Request
Format every line of the data below as a numbered list, skipping blank lines. Leave the pictures out of your answer.

begin Data lines

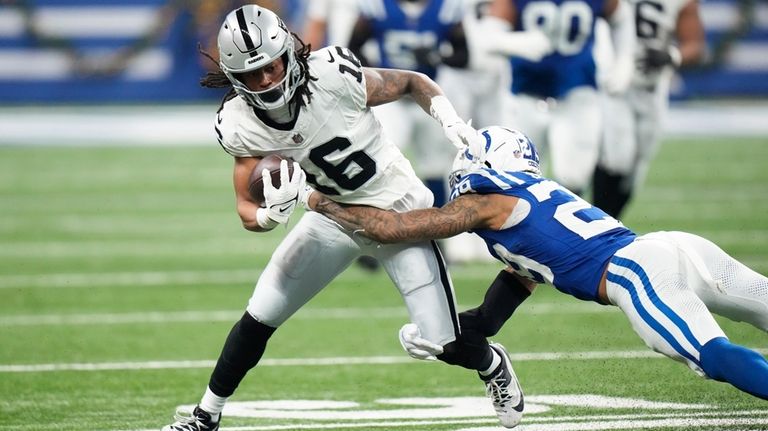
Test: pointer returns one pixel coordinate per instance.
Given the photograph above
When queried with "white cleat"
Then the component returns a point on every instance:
(504, 390)
(198, 420)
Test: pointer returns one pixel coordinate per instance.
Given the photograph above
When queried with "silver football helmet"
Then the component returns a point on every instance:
(251, 38)
(506, 150)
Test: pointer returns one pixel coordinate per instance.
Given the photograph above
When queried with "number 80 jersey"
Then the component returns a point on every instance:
(335, 138)
(553, 235)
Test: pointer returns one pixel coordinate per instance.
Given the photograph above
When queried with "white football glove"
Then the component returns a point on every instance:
(304, 196)
(417, 347)
(464, 136)
(280, 202)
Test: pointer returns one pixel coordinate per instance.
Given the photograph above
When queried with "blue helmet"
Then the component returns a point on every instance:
(506, 150)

end Data lines

Task result
1. Test: pointer returns one pixel coordinate per instance.
2. Given the photograph above
3. When queried with "white cleat"
4. Then the component returns a point on every instance:
5. (504, 390)
6. (198, 420)
7. Test: pointer returns one pixel coordinate per instance.
8. Given the photograph above
9. When queried with "silver football helmet"
10. Then the component returns a point on every instance:
11. (251, 38)
12. (506, 150)
13. Test: pointer returns one pixel coordinate per instance.
14. Given the photograph above
15. When queried with "number 80 jersey"
16. Then the component returns a point on every instance:
17. (335, 138)
18. (553, 235)
19. Test: pointer returns one pixel coordinate per instance.
20. Given the photograph above
21. When queried with "white football glove"
22. Then the component returns a point on every instance:
23. (304, 196)
24. (417, 347)
25. (464, 136)
26. (280, 202)
27. Test: pointer returns one pixel coordinate per instance.
28. Given the photograph above
29. When queried with "blue helmet"
30. Then the component returns a point on every instance:
31. (506, 150)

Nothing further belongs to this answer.